**Source**
--- begin ---

I want to look at cultivation through this eye. To cultivate is to replicate the meme inside you — a view of soccer, a way of carrying yourself, a heat — into another person.
3. To cultivate is to inherit a meme
Aoashi's coaches aren't only teaching technique.
What Fukuda conveys to players is something deeper. To believe "you are ones who grow." To see. To think. He's trying to copy that very stance into them.
"I can guide you, endlessly." More than technique rides on these words. The will to hand over, whole, the way of seeing the world that you believe in. This is meme inheritance itself.
And here, recall the Fukuda of #5. He was a man who relentlessly demanded verbalization, yet guarded the un-verbalizable hunch. To cultivate is, I think, to hand over both — the meme you can word (form, theory) and the meme you can't (hunch, heat).
4. The blissful moment: when the copy surpasses the original
There seems to be a "blissful moment" for the one who cultivates.
It's when a player you taught surpasses your own imagination.
There's a strange paradox here. Usually, if you hand something over, the giver is above. Yet in cultivation, the handed-over meme surpassing the original, at the copy site, becomes the greatest joy. Being overtaken becomes bliss.
Through Dawkins's eye, this is natural. Success for a replicator isn't the original keeping its throne. It's multiplying at the copy site and spreading farther than the original. When the student surpasses you, the meme, for the first time, leaves your single body and begins to run on its own.
The true nature of the heat to cultivate is probably this. Not that you win, but that you want to see your heat continue beyond you.
5. The will of the one being cultivated
Up to here, I've looked at the cultivator's heat. But a meme doesn't replicate on one side's heat alone. It takes hold only when the receiver chooses it.
Ashito wasn't a player who only waited to be given. He finds, himself, the person to aim at.
That person is Akihiro Shiba. A player who fights with his head, called the "thinking reed."
Ashito looks at him and decides, "I'll become this person." The moment whom-to-inherit is set, the path opens all at once.
This meshes with Dawkins's view too. A meme isn't something you push into a host. The host's side chooses which meme to replicate. The cultivated isn't an empty vessel. They choose, by their own will, whose what to inherit.
So cultivation isn't one-way. Only when the cultivator's "I want to hand it over" and the cultivated's "I want to inherit this" mesh does the meme replicate. Just as, in #5, the discoverer and the one who makes them see were accomplices — the one who cultivates and the one being cultivated are accomplices too.
6. The Protestant Ethic: giving your life to the organization
One more book, Weber's The Protestant Ethic and the Spirit of Capitalism.
Weber asked why, in the West, "to keep working" became an ethic. The key is Beruf — vocation, or calling. To throw your whole self into work as a mission given by God; that becomes proof of faith.

--- end ---

**Task A**
Could you transcribe the cultivation essay, everything from "And here, recall" down to "can't (hunch, heat)."?
The cultivation essay and the entries that follow it are unrelated pieces of material.

**Material provided**
--- begin ---

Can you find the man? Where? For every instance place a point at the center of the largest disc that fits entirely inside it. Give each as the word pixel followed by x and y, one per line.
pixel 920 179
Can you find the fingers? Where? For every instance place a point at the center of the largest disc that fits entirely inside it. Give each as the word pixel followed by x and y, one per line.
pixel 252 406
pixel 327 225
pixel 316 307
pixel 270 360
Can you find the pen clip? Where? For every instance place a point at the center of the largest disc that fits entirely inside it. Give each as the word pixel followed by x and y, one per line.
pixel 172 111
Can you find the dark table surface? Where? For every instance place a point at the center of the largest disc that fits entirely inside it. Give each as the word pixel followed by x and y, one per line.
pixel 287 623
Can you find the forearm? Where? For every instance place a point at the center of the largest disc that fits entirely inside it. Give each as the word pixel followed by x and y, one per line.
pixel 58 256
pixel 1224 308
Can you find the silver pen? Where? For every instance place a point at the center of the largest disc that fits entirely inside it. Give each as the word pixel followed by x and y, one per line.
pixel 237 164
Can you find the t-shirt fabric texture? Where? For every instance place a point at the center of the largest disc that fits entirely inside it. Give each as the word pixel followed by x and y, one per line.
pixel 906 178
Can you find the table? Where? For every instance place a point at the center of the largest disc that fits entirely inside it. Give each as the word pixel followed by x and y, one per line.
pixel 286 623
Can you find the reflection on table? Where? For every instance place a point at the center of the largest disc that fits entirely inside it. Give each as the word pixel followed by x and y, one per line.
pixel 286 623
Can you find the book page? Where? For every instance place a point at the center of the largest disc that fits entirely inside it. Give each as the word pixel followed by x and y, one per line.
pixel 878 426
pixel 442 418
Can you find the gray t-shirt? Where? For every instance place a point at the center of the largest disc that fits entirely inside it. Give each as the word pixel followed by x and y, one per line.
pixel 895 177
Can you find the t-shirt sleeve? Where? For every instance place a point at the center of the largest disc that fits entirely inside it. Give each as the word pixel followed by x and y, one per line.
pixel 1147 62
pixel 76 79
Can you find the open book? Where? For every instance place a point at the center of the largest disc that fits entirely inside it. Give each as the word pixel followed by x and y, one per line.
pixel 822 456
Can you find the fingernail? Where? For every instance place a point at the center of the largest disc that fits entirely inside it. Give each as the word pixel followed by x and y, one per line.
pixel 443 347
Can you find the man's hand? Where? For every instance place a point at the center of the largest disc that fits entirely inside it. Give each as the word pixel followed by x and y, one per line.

--- end ---

**Task B**
Which lines of the entries contain the string "shirt"? Pull out each one, treating uppercase and lowercase as different.

**Problem solution A**
And here, recall the Fukuda of #5. He was a man who relentlessly demanded verbalization, yet guarded the un-verbalizable hunch. To cultivate is, I think, to hand over both — the meme you can word (form, theory) and the meme you can't (hunch, heat).

**Problem solution B**
Can you find the t-shirt fabric texture? Where? For every instance place a point at the center of the largest disc that fits entirely inside it. Give each as the word pixel followed by x and y, one per line.
Can you find the gray t-shirt? Where? For every instance place a point at the center of the largest disc that fits entirely inside it. Give each as the word pixel followed by x and y, one per line.
Can you find the t-shirt sleeve? Where? For every instance place a point at the center of the largest disc that fits entirely inside it. Give each as the word pixel followed by x and y, one per line.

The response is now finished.